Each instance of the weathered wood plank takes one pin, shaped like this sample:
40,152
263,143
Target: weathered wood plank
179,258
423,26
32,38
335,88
-------
DESCRIPTION OF THE TASK: Copy every one of the items above line for line, without changing a single character.

SOLUTION TO THIS PROBLEM:
Each instance of the weathered wood plank takes one pin, shaped like this sample:
40,152
263,143
Target: weathered wood plank
179,258
423,26
32,38
335,88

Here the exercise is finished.